Problem to solve:
Write the entries out again. Each one must match exactly.

────────────────────────────────────────

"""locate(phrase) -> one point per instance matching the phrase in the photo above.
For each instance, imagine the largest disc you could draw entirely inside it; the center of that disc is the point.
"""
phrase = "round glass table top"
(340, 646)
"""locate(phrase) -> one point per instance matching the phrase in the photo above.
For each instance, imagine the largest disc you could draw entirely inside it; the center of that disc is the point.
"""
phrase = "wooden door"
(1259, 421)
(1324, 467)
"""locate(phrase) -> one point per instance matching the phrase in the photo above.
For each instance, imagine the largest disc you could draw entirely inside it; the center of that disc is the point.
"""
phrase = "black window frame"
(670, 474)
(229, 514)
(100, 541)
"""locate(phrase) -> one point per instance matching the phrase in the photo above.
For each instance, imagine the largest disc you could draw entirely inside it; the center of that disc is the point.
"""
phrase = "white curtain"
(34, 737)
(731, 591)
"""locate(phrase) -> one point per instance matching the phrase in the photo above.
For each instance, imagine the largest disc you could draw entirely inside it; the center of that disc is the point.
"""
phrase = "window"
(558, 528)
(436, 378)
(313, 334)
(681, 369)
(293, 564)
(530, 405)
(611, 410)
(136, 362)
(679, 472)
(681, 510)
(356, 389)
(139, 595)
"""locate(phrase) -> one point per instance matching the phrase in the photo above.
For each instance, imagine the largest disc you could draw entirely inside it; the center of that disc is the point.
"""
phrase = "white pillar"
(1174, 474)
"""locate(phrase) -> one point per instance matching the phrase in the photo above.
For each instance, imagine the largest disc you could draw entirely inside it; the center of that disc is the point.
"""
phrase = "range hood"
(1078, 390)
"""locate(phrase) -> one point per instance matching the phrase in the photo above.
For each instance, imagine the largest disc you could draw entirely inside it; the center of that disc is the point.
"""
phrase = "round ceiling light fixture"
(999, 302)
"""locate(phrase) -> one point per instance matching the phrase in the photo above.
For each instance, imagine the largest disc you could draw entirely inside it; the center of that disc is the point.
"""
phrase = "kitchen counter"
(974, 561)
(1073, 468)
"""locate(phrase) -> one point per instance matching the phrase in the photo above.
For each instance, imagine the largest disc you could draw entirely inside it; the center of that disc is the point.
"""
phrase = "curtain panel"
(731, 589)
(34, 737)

────────────────────────────────────────

Exercise response:
"""locate(phrase) -> one point per instance matching the phrase in the photo above.
For each instance, imagine the largest disc you could draw entirely inside it; the center of that disc is the point.
"""
phrase = "round glass table top"
(340, 646)
"""locate(phrase) -> one point per instance matching the phrase in the photo above.
For each instance, imagine the largest disc you could draw entirely inside it; the center of that disc is the point.
"""
phrase = "wooden door"
(1259, 421)
(1324, 467)
"""locate(phrase) -> one point per instance matching the phrase in the photo above.
For each instance, imagine the largest disc you could draw entirely inside it; the center of that disc is the point.
"""
phrase = "black window frame"
(670, 474)
(229, 514)
(100, 541)
"""locate(phrase) -> one point per instance matching the phrase in the photo above.
For each instance, imagine the largest disc you could draw entirely inside it; the center of that disc is the point.
"""
phrase = "white curtain"
(34, 737)
(731, 591)
"""locate(phrase) -> one point per instance matching the phrase in the photo above.
For each instance, imagine the largest disc you could draw entirely inside it; the center of that disc is the point.
"""
phrase = "window"
(558, 528)
(436, 378)
(313, 334)
(681, 369)
(293, 564)
(530, 405)
(611, 410)
(136, 362)
(679, 472)
(681, 510)
(356, 389)
(139, 595)
"""locate(phrase) -> one point per instance matching the phrase in the photo above.
For each instance, imagine the largest disc you could draw entirely inside it; the center of that disc is the point.
"""
phrase = "white pillar"
(1174, 474)
"""locate(phrase) -> one point per instance matching the phrase in the photo above.
For each instance, imagine the largest disc you could draw entirely inside it; the center of that disc is the point.
"""
phrase = "range hood"
(1078, 390)
"""locate(phrase) -> one point per instance matching the phrase in the photo above.
For each instance, imagine the largest disc you could draw entirely inside it; the center of that disc is the point.
"""
phrase = "round ceiling light fixture"
(999, 302)
"""locate(phrase) -> one point per instance matching the phrase in the photo above.
For each instance, imagine the largest disc you could draw entirely inside it; the center of that disc is the point.
"""
phrase = "kitchen counter"
(974, 561)
(1073, 468)
"""locate(phrase) -> one point per instance matching the phrase in the photo above.
For each instance, imagine the largest disc you could draw entirely inside it; the center of that disc is the point.
"""
phrase = "curtain panel"
(731, 589)
(34, 737)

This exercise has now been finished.